• [Stated task]:
Convert the material from the line containing "return mask of rifle sling" through the end into a Markdown table with the columns Row and Line, numbering each line and omitting blank lines.

• [Provided data]:
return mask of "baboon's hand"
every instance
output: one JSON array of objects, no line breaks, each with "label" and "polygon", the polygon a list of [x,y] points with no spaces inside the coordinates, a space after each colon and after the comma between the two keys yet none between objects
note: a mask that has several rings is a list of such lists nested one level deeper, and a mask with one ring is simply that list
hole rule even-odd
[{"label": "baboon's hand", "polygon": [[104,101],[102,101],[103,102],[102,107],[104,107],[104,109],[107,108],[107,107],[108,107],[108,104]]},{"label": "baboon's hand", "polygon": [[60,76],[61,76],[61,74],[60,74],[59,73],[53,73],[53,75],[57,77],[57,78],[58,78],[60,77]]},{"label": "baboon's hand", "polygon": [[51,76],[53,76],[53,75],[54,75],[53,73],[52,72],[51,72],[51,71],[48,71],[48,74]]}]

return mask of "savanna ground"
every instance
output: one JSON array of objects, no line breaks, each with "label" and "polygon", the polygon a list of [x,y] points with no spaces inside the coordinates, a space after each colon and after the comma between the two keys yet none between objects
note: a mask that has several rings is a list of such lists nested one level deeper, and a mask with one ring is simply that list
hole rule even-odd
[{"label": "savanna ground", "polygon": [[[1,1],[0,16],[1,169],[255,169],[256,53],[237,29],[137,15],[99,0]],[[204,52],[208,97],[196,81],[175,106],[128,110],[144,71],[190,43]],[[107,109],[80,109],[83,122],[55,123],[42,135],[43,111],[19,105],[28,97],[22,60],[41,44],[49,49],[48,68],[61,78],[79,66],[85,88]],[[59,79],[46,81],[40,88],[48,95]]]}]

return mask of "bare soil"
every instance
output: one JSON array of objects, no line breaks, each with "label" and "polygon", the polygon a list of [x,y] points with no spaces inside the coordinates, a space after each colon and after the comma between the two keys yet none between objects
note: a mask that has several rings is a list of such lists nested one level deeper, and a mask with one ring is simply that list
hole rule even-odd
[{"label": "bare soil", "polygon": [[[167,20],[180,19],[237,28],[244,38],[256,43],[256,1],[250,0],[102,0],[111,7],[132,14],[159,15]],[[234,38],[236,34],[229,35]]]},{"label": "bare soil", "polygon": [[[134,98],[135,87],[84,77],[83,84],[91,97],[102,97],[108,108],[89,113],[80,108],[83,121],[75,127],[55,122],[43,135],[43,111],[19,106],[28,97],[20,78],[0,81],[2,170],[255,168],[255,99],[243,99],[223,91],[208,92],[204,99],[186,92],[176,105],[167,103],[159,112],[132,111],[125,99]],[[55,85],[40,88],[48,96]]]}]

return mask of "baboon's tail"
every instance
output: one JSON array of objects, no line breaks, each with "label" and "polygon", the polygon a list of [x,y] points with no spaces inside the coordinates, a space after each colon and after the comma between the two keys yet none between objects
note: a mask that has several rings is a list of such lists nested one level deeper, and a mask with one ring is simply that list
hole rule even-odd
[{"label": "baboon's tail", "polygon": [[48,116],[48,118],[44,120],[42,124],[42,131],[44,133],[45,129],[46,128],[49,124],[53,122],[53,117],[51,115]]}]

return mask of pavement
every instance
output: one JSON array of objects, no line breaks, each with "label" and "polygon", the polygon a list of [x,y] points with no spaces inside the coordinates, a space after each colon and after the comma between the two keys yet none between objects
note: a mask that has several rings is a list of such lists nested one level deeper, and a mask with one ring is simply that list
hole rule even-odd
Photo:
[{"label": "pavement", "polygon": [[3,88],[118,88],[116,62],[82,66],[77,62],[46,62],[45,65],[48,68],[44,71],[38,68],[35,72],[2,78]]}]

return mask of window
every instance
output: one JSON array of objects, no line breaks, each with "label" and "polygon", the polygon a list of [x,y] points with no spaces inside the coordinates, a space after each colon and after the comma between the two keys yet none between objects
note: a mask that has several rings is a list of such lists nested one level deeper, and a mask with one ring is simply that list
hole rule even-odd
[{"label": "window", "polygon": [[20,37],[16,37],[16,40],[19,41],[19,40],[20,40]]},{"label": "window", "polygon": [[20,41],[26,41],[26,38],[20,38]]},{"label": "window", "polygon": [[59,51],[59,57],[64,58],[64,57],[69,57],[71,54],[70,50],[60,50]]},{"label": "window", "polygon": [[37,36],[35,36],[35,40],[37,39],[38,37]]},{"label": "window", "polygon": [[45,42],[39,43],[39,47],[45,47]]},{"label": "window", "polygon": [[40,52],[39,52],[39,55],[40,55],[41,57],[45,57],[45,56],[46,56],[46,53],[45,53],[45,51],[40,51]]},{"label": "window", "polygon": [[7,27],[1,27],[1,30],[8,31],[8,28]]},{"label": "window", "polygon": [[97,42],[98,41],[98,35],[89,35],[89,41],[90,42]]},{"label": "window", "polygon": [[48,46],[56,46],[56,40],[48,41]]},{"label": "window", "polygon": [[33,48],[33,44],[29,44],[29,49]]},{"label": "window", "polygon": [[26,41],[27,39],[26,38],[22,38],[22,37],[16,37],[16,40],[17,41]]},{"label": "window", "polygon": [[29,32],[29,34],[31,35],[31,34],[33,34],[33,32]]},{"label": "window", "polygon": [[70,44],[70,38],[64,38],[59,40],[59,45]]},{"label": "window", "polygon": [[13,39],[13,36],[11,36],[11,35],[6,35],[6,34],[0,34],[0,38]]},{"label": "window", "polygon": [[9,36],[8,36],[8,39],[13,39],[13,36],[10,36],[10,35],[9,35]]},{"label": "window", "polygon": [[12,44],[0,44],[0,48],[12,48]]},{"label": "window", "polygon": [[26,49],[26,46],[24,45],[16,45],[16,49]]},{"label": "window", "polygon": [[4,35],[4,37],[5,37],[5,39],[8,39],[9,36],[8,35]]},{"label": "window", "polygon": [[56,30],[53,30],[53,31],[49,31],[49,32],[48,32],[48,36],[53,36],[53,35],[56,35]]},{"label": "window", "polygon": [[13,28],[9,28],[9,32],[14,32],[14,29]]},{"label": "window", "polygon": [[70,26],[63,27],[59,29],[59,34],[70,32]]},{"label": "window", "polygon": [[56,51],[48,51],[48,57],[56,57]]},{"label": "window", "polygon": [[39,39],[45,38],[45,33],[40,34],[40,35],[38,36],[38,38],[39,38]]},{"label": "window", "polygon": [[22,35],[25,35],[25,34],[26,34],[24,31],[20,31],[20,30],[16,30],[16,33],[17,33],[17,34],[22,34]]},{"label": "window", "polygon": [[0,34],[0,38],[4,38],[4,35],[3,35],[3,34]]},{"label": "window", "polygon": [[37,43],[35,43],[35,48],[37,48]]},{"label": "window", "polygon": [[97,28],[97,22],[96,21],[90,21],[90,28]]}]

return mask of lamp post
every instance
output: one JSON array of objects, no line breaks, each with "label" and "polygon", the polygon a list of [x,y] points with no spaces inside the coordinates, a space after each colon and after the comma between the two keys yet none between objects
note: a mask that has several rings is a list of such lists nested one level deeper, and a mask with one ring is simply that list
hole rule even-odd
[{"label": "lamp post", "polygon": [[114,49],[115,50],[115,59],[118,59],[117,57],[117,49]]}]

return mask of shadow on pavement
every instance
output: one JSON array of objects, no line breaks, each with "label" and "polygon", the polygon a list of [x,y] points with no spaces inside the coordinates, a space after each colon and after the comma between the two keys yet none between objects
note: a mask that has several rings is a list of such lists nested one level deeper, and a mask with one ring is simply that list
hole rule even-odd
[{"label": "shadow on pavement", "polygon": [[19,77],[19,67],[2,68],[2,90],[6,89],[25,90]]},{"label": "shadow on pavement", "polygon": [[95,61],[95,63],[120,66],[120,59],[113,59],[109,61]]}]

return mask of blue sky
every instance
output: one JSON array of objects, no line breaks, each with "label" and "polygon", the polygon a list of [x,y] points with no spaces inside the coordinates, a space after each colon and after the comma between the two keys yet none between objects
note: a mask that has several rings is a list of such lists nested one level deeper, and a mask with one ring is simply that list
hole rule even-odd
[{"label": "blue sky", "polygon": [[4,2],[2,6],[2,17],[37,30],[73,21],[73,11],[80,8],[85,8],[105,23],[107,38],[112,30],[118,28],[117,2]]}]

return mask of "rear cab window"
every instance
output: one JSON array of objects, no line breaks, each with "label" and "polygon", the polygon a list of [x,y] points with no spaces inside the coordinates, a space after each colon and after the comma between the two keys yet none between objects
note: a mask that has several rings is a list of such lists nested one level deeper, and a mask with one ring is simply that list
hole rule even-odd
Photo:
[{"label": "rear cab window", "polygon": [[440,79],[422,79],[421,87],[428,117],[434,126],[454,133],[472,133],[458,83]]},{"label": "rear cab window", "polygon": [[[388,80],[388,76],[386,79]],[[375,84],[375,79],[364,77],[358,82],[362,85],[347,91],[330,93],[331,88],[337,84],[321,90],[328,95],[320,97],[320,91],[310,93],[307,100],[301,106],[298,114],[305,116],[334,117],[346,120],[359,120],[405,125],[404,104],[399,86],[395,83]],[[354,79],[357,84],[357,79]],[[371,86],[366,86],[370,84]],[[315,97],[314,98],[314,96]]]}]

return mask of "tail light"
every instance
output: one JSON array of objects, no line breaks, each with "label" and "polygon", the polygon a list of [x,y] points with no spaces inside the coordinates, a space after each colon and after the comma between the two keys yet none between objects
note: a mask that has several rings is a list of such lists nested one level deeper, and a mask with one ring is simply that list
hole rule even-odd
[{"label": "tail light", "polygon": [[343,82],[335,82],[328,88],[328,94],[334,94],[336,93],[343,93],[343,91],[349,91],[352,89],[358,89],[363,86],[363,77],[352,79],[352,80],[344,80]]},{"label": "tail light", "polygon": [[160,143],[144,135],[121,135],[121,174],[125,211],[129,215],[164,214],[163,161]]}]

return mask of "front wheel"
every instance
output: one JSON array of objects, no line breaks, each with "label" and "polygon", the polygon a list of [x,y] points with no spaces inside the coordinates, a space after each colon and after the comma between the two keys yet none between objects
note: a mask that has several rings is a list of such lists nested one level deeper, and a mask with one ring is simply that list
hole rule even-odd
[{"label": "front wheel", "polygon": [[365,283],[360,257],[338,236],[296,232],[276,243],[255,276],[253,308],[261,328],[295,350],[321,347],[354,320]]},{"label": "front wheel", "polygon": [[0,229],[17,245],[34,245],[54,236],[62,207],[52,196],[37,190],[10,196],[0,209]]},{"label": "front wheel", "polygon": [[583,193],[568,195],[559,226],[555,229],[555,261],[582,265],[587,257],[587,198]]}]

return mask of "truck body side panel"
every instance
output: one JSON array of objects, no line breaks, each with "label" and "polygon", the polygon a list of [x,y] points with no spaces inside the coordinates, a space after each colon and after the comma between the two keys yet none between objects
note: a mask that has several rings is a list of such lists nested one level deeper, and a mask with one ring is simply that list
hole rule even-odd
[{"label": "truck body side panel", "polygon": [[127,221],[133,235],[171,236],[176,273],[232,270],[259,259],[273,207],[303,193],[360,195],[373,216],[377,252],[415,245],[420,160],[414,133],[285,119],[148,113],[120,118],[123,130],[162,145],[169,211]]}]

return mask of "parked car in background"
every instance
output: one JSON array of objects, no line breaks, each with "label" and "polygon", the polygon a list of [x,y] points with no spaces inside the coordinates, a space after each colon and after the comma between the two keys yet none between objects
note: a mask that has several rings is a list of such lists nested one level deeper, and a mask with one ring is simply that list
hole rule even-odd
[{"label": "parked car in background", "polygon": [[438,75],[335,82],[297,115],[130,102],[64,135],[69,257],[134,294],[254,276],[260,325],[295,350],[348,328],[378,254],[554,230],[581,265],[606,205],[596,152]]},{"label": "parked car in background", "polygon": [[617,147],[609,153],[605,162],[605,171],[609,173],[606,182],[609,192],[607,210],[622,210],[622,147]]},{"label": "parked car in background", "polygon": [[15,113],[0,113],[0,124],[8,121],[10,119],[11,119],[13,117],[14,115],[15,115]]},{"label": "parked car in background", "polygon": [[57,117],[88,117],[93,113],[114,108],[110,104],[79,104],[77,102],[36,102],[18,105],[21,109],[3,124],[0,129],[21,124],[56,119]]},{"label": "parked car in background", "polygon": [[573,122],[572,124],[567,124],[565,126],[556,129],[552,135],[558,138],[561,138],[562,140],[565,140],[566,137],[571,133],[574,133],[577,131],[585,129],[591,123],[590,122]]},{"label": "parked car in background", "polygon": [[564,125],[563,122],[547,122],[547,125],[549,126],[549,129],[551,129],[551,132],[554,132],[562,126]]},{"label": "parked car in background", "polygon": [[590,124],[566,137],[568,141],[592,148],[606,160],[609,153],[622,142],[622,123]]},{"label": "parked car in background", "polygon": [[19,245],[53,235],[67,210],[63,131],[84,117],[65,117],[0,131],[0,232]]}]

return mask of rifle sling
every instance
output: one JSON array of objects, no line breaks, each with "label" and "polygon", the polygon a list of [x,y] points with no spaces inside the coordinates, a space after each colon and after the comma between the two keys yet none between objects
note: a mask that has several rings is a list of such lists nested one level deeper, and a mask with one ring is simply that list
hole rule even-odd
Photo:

• [Task result]:
| Row | Line |
|---|---|
| 1 | return mask of rifle sling |
| 2 | every instance |
| 3 | output: one JSON array of objects, no line breaks, each with "label" and "polygon", the polygon a list of [x,y] points with no spaces inside the coordinates, a space after each colon and after the comma between the two keys yet none between objects |
| 4 | note: a mask that has several rings is a list of such lists nested one level deeper, and a mask with one ring is simply that list |
| 5 | hole rule even-odd |
| 6 | Photo: |